--- start ---

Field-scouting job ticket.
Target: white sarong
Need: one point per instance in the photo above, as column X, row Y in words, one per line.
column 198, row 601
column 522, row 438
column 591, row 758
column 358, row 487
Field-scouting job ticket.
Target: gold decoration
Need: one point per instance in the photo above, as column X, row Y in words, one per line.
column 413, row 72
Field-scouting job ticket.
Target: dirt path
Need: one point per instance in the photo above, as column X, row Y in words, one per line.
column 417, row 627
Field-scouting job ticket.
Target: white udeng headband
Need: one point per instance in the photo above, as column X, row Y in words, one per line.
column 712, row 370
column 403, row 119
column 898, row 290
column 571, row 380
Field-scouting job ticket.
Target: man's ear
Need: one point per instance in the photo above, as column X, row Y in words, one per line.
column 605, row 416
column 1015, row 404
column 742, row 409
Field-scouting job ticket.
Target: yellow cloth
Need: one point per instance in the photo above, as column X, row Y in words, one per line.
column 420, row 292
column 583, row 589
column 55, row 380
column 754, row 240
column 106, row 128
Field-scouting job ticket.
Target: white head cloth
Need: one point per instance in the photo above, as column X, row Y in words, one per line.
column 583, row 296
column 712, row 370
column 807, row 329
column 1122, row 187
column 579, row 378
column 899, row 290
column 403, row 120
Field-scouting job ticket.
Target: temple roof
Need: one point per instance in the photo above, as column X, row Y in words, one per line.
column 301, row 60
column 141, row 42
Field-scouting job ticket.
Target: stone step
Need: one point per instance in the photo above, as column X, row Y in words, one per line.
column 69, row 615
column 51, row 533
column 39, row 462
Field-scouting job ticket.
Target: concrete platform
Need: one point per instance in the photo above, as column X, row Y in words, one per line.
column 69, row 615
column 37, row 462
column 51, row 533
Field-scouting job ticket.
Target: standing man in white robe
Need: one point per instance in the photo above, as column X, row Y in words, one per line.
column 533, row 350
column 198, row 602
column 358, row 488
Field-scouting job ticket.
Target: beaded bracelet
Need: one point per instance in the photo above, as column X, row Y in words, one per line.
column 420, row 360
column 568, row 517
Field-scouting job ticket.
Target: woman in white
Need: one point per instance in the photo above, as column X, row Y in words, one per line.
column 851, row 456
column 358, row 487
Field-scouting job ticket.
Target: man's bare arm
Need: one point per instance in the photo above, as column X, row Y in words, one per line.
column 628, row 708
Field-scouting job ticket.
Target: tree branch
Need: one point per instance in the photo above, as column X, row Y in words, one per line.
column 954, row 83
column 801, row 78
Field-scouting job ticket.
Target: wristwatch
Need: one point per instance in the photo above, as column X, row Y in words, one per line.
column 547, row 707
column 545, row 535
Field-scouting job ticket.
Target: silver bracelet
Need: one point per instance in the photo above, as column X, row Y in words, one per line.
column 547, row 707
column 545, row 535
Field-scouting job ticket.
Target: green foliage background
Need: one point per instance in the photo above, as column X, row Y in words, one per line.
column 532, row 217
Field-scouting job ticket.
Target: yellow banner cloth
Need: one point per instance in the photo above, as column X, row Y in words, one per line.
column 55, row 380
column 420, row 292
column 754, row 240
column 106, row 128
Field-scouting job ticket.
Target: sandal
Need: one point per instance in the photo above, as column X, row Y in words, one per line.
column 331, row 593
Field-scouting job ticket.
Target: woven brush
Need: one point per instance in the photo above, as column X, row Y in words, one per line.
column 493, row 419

--- end ---
--- start ---

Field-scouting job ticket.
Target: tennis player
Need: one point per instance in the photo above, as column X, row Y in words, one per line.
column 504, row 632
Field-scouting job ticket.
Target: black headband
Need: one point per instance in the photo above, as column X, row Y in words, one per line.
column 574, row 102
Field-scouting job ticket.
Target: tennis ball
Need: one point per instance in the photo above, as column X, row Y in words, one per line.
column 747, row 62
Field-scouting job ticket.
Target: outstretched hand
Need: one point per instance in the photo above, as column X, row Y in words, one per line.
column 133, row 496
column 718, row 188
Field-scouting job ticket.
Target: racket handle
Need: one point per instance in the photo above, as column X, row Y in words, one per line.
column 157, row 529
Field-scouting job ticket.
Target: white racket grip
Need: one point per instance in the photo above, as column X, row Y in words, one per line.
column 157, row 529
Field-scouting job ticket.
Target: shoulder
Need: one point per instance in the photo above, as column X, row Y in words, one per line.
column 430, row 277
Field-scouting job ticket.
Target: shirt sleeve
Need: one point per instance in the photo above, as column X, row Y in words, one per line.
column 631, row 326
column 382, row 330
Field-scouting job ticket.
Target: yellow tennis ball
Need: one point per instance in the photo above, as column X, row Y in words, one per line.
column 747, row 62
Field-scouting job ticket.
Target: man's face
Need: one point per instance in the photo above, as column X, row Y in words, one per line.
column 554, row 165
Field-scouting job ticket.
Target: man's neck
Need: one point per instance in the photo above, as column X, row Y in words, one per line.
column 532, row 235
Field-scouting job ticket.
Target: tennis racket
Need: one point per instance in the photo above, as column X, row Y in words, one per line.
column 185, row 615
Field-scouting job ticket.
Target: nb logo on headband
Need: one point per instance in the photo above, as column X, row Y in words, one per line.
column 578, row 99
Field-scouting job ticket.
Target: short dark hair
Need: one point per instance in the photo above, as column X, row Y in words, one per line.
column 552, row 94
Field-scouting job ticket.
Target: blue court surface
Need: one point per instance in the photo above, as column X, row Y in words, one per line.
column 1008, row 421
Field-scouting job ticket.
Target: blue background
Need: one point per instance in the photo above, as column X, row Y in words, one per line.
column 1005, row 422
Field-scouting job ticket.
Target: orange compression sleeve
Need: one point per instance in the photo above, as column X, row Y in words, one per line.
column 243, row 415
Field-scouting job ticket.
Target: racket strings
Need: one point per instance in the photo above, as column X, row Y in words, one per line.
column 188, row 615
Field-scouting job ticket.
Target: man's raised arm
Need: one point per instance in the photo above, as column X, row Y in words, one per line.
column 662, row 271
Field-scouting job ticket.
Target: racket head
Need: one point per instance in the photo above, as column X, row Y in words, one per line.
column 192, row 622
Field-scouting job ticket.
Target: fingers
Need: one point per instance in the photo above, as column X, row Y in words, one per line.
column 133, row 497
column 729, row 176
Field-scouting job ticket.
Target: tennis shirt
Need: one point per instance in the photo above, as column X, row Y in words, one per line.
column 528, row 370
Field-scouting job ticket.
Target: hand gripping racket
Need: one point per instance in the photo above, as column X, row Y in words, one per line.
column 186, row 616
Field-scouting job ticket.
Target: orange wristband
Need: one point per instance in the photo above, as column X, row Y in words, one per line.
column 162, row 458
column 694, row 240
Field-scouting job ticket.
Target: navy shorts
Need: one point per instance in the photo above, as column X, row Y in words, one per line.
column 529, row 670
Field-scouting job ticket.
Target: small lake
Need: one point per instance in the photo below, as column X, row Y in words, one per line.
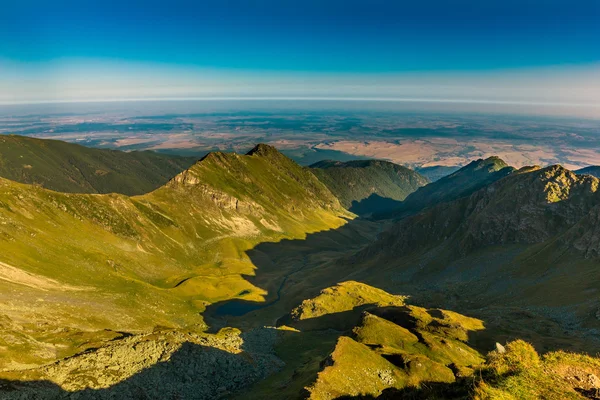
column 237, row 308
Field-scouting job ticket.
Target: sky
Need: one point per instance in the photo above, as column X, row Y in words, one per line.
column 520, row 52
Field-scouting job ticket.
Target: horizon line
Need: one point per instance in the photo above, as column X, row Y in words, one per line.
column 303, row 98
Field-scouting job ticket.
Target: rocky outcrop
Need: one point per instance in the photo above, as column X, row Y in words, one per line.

--- end ---
--- start ---

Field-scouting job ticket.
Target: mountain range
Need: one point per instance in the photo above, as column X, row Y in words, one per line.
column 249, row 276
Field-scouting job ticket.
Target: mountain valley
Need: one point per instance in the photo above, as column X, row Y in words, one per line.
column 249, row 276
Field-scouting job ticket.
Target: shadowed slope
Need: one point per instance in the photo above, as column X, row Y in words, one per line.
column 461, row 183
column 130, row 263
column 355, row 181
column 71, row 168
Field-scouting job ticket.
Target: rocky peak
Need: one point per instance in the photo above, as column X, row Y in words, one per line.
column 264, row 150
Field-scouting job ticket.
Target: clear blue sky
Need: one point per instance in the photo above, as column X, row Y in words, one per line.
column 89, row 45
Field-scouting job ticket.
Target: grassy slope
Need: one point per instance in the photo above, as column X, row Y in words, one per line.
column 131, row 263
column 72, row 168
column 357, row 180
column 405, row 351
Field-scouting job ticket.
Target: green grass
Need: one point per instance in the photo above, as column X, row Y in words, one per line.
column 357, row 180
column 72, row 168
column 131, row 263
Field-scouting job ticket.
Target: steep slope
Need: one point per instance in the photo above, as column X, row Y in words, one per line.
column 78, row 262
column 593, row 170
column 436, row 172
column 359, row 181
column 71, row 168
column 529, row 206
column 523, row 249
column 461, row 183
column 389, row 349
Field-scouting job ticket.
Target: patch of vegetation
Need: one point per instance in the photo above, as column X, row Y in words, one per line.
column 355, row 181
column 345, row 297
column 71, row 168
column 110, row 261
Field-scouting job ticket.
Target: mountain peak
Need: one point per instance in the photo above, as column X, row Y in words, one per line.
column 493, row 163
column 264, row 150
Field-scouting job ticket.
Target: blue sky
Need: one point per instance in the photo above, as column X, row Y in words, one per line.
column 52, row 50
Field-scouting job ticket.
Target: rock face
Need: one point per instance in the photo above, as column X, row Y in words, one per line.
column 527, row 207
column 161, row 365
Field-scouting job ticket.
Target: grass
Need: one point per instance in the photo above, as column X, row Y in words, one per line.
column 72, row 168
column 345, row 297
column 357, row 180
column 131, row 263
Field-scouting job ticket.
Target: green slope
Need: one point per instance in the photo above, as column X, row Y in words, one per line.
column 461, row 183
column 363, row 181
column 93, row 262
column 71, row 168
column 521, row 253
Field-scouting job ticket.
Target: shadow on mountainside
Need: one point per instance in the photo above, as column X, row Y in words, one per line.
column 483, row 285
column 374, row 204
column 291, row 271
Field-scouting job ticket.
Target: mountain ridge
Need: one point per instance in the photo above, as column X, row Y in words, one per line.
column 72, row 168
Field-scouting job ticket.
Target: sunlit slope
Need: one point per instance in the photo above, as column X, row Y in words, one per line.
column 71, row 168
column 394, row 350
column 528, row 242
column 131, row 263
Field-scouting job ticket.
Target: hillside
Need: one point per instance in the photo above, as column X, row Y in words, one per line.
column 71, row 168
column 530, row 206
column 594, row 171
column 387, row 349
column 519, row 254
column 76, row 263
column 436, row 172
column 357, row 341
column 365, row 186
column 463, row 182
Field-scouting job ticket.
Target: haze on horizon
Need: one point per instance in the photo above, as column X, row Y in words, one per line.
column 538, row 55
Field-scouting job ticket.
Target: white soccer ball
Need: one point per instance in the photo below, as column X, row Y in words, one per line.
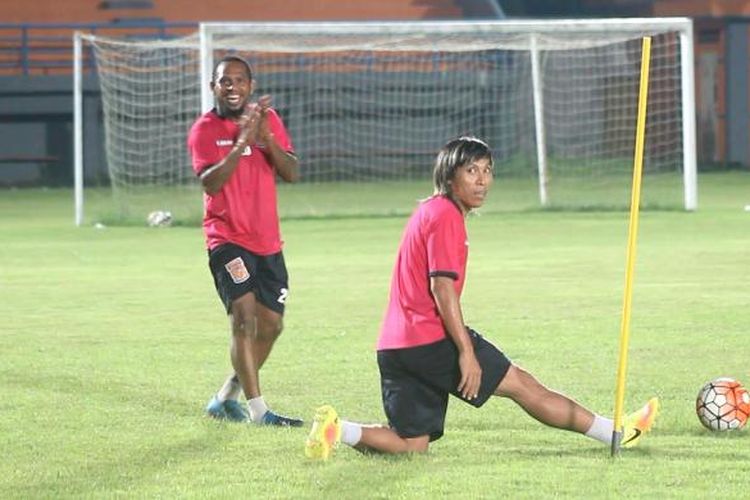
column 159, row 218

--- end ---

◆ **Instruction**:
Please count the lines in the entries above that contain the word "rocky" and give only the number.

◆ **Result for this exercise**:
2